(Source data)
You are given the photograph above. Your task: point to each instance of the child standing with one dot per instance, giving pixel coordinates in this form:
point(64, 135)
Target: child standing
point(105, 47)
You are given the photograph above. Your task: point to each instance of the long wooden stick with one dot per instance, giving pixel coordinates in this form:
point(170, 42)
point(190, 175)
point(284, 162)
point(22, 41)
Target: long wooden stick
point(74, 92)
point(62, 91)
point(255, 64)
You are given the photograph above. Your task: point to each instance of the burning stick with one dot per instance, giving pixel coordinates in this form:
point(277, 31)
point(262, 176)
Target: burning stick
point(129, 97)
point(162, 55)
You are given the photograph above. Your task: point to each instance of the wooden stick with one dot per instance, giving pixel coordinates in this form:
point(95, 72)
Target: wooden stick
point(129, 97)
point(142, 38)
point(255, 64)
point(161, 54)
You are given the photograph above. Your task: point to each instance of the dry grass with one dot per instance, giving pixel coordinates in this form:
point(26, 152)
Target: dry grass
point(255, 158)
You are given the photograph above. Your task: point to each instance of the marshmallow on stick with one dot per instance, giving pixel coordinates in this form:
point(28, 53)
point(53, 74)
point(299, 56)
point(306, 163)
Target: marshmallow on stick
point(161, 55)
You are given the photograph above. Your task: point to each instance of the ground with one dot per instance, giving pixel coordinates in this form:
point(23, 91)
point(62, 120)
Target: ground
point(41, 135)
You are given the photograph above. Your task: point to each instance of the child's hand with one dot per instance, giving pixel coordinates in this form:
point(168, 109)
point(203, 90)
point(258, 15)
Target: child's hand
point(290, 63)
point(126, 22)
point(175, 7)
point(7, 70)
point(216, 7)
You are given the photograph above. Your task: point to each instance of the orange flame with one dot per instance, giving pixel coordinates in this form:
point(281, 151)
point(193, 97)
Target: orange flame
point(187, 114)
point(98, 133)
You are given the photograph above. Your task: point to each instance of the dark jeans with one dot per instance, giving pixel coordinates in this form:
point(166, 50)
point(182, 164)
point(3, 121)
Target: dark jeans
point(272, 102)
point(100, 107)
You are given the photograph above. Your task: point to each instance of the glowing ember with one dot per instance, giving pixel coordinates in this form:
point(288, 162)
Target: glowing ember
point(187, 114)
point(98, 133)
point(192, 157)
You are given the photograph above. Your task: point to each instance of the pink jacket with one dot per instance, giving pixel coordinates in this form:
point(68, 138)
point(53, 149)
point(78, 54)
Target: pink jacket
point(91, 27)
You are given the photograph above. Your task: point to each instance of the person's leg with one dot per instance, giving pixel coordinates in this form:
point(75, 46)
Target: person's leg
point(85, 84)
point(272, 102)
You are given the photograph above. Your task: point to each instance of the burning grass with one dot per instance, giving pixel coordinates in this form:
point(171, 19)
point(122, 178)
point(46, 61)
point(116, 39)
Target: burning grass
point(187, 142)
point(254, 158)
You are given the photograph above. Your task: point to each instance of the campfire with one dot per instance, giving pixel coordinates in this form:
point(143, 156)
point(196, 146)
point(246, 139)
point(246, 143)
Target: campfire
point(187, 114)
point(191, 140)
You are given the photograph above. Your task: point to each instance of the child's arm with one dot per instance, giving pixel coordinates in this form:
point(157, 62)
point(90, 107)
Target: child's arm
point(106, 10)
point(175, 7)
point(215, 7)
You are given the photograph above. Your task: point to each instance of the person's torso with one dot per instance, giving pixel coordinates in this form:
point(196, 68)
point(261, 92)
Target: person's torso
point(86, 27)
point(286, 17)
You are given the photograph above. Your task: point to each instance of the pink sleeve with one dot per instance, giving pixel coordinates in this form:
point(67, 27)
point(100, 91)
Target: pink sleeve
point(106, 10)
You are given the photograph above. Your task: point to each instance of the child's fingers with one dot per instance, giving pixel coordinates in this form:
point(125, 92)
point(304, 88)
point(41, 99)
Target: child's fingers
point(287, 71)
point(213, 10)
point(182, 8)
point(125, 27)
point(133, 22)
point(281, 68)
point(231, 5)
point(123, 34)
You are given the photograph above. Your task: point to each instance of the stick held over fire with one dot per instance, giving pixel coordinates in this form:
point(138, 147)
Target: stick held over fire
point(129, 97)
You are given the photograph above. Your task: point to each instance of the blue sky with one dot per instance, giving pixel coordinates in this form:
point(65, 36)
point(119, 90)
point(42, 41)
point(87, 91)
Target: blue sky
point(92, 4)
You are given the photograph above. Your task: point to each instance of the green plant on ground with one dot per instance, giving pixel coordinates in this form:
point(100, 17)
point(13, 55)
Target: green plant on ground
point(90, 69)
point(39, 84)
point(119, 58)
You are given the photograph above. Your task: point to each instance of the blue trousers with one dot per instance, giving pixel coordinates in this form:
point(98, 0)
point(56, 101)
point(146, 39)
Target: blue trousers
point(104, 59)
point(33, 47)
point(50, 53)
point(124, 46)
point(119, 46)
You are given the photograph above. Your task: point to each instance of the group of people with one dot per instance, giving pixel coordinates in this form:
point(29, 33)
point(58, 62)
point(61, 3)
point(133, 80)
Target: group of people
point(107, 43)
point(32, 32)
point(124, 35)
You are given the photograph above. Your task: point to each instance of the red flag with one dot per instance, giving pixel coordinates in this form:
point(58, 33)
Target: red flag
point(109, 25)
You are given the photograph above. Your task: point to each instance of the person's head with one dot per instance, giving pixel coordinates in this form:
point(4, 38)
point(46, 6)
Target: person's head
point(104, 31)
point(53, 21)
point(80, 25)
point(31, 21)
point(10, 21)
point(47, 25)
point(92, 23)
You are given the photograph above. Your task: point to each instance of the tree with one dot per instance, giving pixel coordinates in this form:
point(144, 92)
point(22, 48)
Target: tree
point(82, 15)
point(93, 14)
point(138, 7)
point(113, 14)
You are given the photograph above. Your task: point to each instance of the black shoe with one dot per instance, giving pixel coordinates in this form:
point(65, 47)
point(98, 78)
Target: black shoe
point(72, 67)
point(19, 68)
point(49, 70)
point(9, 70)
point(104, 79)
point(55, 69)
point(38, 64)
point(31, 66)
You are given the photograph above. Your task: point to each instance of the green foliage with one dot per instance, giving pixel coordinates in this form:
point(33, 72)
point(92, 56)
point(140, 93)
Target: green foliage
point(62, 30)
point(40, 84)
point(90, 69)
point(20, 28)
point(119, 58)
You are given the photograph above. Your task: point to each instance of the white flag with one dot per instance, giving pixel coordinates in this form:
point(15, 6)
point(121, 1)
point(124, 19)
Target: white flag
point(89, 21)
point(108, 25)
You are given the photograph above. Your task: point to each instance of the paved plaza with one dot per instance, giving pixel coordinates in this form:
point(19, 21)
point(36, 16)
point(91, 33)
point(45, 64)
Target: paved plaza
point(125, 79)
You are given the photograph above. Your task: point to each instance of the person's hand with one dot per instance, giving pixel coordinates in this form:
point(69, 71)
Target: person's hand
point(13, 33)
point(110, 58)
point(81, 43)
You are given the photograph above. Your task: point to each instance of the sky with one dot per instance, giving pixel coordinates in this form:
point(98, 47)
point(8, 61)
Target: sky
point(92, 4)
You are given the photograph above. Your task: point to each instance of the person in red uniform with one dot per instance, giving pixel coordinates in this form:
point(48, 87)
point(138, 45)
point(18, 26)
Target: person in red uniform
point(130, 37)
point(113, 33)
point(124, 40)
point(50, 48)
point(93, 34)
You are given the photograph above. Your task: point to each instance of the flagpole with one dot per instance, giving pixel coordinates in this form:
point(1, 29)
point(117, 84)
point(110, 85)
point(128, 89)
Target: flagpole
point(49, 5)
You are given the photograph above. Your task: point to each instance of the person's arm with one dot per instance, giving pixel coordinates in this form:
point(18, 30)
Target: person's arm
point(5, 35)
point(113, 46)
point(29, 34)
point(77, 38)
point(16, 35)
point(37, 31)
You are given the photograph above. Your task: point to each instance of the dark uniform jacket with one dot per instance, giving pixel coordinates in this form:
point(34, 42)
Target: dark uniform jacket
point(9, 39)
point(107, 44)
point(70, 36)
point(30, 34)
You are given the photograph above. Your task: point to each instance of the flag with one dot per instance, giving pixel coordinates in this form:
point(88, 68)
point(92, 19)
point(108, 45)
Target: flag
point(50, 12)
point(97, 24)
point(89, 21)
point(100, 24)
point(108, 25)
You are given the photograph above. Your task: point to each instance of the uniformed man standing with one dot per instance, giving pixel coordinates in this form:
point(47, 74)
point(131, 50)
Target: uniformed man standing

WORK INSTRUCTIONS: Reproduce the entries above word for word, starting at the very beginning and ending at the line that contains "point(41, 135)", with both ends included.

THE COMPLETED TASK:
You are given the photograph above. Your task: point to each instance of the child standing with one dot per instance, giving pixel coordinates in this form:
point(64, 135)
Target: child standing
point(105, 47)
You are given the photograph above. Your task: point to each instance of the long wooden stick with one dot per instance, giving pixel coordinates in this form:
point(170, 42)
point(190, 175)
point(284, 162)
point(22, 41)
Target: long wooden stick
point(74, 92)
point(62, 91)
point(255, 64)
You are given the photograph above. Your task: point to each instance of the burning stick with one dot per instance, giving pixel coordinates in this form:
point(277, 31)
point(262, 176)
Target: burning stick
point(129, 97)
point(162, 55)
You are given the photograph above. Your task: point to each instance of the wooden stick with one dot per instance, giving pixel coordinates in this form:
point(95, 72)
Target: wooden stick
point(129, 97)
point(142, 38)
point(255, 64)
point(161, 54)
You are given the photograph above. Your task: point to each instance of the dry grass with one dot per instance, giving pixel coordinates in this form:
point(26, 152)
Target: dry grass
point(255, 158)
You are given the photograph above. Your task: point to each instance of the marshmallow on stick with one dot per instance, giving pixel coordinates in this form:
point(28, 53)
point(53, 74)
point(299, 56)
point(306, 163)
Target: marshmallow on stick
point(161, 55)
You are given the photograph above. Your task: point to each instance of the ground with one dot per instance, giving pixel coordinates in this form:
point(23, 91)
point(62, 120)
Target: ground
point(41, 135)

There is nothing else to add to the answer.